WORK REQUIRED:
Count how many of the lines below contain the word "umbrella", treating uppercase and lowercase as different, and reply with only the number.

Dataset records on object locations:
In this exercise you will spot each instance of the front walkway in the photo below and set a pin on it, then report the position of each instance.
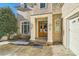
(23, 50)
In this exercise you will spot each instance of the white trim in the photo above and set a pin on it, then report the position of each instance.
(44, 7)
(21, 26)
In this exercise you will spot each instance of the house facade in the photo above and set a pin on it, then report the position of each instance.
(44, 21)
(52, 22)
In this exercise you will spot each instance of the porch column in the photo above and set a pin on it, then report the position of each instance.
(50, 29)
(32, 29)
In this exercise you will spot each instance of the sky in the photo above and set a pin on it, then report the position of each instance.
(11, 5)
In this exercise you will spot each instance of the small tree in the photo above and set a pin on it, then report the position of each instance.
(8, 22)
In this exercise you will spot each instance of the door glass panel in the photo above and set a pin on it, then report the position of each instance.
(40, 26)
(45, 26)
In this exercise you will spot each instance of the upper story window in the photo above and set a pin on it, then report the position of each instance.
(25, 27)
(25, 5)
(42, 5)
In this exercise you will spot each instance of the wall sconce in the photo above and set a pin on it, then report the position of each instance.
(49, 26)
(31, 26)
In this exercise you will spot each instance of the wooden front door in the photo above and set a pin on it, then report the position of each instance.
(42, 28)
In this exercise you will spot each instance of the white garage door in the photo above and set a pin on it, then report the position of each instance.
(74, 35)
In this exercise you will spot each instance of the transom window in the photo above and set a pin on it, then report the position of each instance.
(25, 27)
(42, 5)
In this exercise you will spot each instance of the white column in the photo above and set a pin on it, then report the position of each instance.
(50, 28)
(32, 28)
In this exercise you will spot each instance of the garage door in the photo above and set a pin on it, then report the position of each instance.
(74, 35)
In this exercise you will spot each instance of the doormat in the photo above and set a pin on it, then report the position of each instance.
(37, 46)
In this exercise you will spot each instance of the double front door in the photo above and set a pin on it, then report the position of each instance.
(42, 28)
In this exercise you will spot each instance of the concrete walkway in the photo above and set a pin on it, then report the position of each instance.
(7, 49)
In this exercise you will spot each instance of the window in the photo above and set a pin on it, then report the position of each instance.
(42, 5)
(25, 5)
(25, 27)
==
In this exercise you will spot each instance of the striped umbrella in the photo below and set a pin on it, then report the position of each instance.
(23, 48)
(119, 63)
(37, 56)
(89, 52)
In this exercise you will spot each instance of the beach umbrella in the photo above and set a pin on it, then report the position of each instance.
...
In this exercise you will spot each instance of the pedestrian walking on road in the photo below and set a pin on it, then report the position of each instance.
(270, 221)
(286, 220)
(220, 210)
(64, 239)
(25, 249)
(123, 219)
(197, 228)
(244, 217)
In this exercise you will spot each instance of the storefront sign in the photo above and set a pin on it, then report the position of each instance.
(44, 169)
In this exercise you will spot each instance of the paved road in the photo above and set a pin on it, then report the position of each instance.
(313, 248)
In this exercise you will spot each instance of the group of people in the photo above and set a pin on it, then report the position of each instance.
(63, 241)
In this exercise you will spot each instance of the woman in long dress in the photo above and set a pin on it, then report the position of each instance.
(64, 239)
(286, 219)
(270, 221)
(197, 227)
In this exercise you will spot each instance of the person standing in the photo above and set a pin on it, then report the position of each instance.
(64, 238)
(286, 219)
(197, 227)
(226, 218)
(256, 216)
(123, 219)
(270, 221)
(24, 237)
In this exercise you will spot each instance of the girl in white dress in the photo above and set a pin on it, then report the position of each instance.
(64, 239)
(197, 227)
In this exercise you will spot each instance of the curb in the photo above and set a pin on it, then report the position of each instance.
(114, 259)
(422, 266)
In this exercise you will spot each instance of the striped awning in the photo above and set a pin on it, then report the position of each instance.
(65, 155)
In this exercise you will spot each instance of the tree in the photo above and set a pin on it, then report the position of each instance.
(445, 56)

EXERCISE RESPONSE:
2